**Required action:** Rewrite the article about the former FDA commissioners starting at "Trump and Azar" and ending at "their best interests.", and change "pandemic" to "outbreak".
** Opening Provided text block **
The Washington Post – Seven former FDA commissioners accuse Trump administration of undermining the agency

In a rare and extraordinary rebuke, seven former commissioners of the Food and Drug Administration wrote an op-ed accusing the Trump administration of interfering politically with the agency, with potentially catastrophic effects on public trust in a coronavirus vaccine.

The column, which was published online Tuesday afternoon in The Washington Post, detailed a recent pattern of interference, including President Trump’s threat to reject a proposed FDA guidance detailing the criteria the agency will use to judge a coronavirus vaccine, and decisions by Health and Human Services Secretary Alex Azar to revoke the FDA’s authority to regulate lab-developed tests and to sign its own rules.

Trump and Azar have imperiled the FDA’s ability to “make the independent, science-based decisions that are key to combating the pandemic and so much more,” the commissioners wrote.

The letter was signed by agency chiefs who have served in Democratic and Republican administrations over three decades: David Kessler, who worked for George H.W. Bush and Bill Clinton; Jane Henney, who worked for Clinton; Mark McClellan and Andrew von Eschenbach, who worked for George W. Bush; Margaret Hamburg and Robert Califf, who worked for Barack Obama, and Scott Gottlieb, who worked for Trump.

The commissioners said Trump’s effect on the public’s confidence in the FDA is already surfacing in polling data, pointing to a recent Axios-Ipsos poll that found more than 40 percent of Americans didn’t trust the agency to look out for their best interests.

“The implications of the recent shift are potentially dire,” they wrote.

Several of the commissioners have issued joint statements before — for example, on opposing drug importation. But the new letter stands out because it directly criticizes the current administration.

“Political intrusion,” they concluded, “only prolongs the pandemic and erodes our public health institutions.”

In a separate event sponsored by the advocacy group Friends of Cancer Research, Peter Marks, the top FDA career official overseeing vaccines, said the proposed guidance was an effort by the agency to be transparent about its standards. He did not indicate whether the guidance would ever be issued but said the pharmaceutical companies were fully aware of its contents.
** Closing Provided text block **
** Opening Given records block **
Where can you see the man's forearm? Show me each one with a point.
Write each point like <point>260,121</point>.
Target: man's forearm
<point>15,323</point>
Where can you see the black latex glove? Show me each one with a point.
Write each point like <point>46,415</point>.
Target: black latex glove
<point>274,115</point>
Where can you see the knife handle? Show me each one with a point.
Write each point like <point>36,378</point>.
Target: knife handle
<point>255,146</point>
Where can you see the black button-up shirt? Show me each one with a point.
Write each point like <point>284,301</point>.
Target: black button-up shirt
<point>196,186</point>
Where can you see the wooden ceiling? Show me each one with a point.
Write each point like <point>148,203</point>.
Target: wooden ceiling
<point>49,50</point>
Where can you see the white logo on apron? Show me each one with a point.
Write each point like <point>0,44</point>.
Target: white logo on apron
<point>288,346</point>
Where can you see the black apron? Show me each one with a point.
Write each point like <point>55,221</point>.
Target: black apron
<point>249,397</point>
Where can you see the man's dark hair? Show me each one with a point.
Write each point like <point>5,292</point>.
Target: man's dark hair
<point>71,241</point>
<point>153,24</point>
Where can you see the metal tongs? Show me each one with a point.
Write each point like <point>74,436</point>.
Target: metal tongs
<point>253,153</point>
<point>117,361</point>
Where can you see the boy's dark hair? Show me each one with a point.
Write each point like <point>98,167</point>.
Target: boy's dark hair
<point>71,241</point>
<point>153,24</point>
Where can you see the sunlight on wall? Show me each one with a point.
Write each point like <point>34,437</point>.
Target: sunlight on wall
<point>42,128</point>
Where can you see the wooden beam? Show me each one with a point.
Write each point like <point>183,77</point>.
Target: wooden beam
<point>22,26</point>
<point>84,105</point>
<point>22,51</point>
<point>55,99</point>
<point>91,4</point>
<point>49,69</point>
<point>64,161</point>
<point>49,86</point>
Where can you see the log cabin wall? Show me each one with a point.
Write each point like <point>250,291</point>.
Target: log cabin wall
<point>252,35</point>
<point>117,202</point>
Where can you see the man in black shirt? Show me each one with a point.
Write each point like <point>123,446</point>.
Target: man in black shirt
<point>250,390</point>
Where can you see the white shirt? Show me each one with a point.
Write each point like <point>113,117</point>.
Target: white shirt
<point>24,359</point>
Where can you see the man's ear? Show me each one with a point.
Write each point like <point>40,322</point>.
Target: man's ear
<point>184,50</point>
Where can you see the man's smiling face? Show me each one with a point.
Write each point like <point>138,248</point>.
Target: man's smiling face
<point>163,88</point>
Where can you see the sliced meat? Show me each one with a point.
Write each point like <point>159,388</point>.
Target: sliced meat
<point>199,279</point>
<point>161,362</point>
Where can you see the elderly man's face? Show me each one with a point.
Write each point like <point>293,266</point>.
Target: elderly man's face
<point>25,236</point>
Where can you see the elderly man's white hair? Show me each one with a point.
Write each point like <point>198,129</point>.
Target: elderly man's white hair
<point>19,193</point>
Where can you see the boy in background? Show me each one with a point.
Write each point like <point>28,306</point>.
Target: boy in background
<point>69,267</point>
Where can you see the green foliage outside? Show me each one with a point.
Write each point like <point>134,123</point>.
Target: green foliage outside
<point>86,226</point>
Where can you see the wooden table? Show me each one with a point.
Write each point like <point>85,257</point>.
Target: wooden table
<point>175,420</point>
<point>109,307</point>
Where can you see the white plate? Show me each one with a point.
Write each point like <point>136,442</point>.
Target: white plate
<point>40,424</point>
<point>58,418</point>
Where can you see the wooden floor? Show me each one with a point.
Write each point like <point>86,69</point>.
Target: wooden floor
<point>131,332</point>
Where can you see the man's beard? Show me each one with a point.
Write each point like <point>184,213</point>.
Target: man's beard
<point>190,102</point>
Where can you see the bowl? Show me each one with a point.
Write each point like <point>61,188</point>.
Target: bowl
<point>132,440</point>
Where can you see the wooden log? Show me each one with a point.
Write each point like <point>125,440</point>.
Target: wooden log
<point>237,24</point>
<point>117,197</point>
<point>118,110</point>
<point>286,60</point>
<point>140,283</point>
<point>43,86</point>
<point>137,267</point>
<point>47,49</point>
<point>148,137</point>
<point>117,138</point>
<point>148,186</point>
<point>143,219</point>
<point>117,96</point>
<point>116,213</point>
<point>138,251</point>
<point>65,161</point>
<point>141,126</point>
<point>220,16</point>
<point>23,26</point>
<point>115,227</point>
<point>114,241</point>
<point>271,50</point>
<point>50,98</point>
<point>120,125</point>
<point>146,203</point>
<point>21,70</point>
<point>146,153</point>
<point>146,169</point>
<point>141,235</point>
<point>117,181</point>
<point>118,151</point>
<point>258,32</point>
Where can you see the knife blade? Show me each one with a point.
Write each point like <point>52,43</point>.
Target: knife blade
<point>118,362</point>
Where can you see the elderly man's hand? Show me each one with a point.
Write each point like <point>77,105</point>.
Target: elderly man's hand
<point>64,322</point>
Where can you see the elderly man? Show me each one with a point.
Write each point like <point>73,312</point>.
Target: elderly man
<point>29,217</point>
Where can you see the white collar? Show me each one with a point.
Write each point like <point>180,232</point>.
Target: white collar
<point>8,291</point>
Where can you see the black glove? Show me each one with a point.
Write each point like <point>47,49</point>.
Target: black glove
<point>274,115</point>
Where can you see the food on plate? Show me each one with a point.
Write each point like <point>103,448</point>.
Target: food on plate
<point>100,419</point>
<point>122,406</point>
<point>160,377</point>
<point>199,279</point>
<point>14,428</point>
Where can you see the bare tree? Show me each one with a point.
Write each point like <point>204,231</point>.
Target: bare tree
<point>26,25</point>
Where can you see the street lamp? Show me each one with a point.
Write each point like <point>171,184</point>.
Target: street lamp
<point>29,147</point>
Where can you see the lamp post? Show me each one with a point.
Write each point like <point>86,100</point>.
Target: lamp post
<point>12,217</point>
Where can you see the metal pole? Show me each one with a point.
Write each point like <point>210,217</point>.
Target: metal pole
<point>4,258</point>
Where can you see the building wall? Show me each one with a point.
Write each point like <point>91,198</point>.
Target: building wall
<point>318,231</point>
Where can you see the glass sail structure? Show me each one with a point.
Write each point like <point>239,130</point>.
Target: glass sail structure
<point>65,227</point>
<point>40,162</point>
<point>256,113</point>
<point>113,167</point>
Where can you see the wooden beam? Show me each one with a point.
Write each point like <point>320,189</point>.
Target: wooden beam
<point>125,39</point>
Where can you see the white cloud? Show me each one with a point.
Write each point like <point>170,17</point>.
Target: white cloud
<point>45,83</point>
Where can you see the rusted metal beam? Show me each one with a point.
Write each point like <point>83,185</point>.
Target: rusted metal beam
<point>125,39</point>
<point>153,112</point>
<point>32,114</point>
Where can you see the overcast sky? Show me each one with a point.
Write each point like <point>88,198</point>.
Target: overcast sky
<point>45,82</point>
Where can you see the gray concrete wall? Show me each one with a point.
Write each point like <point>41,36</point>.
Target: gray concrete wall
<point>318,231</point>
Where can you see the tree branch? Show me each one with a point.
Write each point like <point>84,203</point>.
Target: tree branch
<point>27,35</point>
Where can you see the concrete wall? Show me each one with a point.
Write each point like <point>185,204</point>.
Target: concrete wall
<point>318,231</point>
** Closing Given records block **
**Output for this task:**
Trump and Azar have imperiled the FDA’s ability to “make the independent, science-based decisions that are key to combating the outbreak and so much more,” the commissioners wrote.

The letter was signed by agency chiefs who have served in Democratic and Republican administrations over three decades: David Kessler, who worked for George H.W. Bush and Bill Clinton; Jane Henney, who worked for Clinton; Mark McClellan and Andrew von Eschenbach, who worked for George W. Bush; Margaret Hamburg and Robert Califf, who worked for Barack Obama, and Scott Gottlieb, who worked for Trump.

The commissioners said Trump’s effect on the public’s confidence in the FDA is already surfacing in polling data, pointing to a recent Axios-Ipsos poll that found more than 40 percent of Americans didn’t trust the agency to look out for their best interests.